Problem to solve: Retype the material, please. Every line must match.

Extracted records:

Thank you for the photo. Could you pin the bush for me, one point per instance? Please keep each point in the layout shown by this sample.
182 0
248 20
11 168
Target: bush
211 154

Expected answer:
Thank you for the photo. Could you pin the bush for me, one point per instance? Please keep each point in the layout shown by this sample.
182 0
248 20
11 168
Target: bush
211 154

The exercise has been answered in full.